#### GIVEN DATA

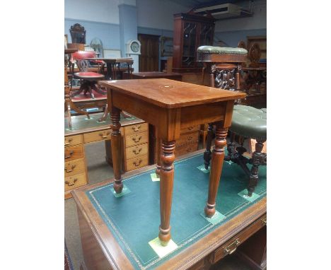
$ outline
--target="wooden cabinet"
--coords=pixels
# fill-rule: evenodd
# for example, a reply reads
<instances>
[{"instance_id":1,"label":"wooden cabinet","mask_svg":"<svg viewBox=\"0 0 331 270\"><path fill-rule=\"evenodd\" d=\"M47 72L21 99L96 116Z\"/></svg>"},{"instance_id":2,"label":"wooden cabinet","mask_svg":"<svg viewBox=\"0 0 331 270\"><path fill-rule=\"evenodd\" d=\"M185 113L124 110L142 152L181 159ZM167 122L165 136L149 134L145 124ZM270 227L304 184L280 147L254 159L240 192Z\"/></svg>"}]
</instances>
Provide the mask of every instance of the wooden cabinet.
<instances>
[{"instance_id":1,"label":"wooden cabinet","mask_svg":"<svg viewBox=\"0 0 331 270\"><path fill-rule=\"evenodd\" d=\"M196 61L197 49L213 45L215 19L189 12L174 15L173 71L201 73L202 65Z\"/></svg>"},{"instance_id":2,"label":"wooden cabinet","mask_svg":"<svg viewBox=\"0 0 331 270\"><path fill-rule=\"evenodd\" d=\"M106 153L110 152L110 117L103 124L96 121L103 115L93 114L90 119L85 115L73 116L72 129L64 130L64 199L71 197L72 190L88 184L85 143L105 141ZM126 146L126 151L122 155L123 168L132 170L148 165L148 124L135 117L125 119L122 121L122 132L125 135Z\"/></svg>"},{"instance_id":3,"label":"wooden cabinet","mask_svg":"<svg viewBox=\"0 0 331 270\"><path fill-rule=\"evenodd\" d=\"M121 128L122 170L124 172L149 165L149 124L133 124ZM112 166L111 141L106 141L106 160Z\"/></svg>"},{"instance_id":4,"label":"wooden cabinet","mask_svg":"<svg viewBox=\"0 0 331 270\"><path fill-rule=\"evenodd\" d=\"M83 136L64 137L64 198L71 196L71 191L88 184Z\"/></svg>"}]
</instances>

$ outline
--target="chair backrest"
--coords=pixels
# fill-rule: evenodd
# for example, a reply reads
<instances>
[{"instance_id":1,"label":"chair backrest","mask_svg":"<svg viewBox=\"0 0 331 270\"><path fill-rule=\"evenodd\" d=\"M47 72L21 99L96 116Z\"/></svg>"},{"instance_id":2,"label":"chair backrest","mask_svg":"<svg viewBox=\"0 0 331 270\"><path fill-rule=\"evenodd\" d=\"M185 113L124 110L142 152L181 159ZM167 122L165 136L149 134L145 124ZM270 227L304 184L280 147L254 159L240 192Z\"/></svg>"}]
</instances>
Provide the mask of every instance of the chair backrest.
<instances>
[{"instance_id":1,"label":"chair backrest","mask_svg":"<svg viewBox=\"0 0 331 270\"><path fill-rule=\"evenodd\" d=\"M86 72L88 71L88 60L84 60L85 58L95 58L95 52L78 51L71 54L71 66L74 69L74 65L77 64L77 67L80 71Z\"/></svg>"},{"instance_id":2,"label":"chair backrest","mask_svg":"<svg viewBox=\"0 0 331 270\"><path fill-rule=\"evenodd\" d=\"M86 30L79 23L75 23L69 29L72 43L86 43Z\"/></svg>"}]
</instances>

########

_REQUIRED TASK_
Please return each line from the rows above that includes the word "Provide".

_FINAL ANSWER_
Provide the mask of every instance of the wooden cabinet.
Provide the mask of every instance of the chair backrest.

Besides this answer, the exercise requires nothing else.